- _Collected data entries_:
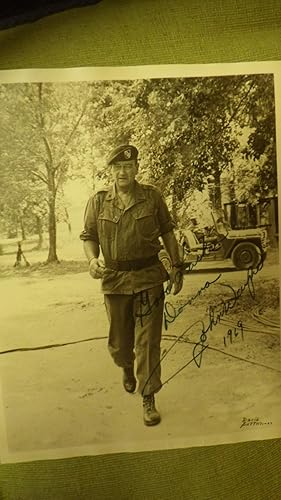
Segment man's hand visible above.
[168,266,183,295]
[89,257,105,279]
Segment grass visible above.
[0,260,89,278]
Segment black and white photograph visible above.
[0,62,281,462]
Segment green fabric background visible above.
[0,0,281,500]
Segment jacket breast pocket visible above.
[98,214,119,240]
[133,210,159,240]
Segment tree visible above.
[0,83,92,262]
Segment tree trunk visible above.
[64,207,72,234]
[36,215,43,250]
[208,172,224,221]
[20,217,26,241]
[47,166,59,263]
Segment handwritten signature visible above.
[143,260,263,391]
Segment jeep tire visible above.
[231,241,262,269]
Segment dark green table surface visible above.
[0,0,281,500]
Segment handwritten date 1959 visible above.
[223,320,244,347]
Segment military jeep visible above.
[159,223,267,271]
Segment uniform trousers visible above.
[104,285,164,396]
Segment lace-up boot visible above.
[123,368,137,392]
[143,394,161,425]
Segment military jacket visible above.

- _WHAT THE TASK ASKS_: Copy out, word for word, the part of the material from the line containing "Segment uniform trousers visible above." through the final line of the material, including both.

- _TASK RESPONSE_:
Segment uniform trousers visible above.
[104,285,164,396]
Segment lace-up boot visible above.
[123,368,137,392]
[143,394,161,425]
Segment military jacket visible above.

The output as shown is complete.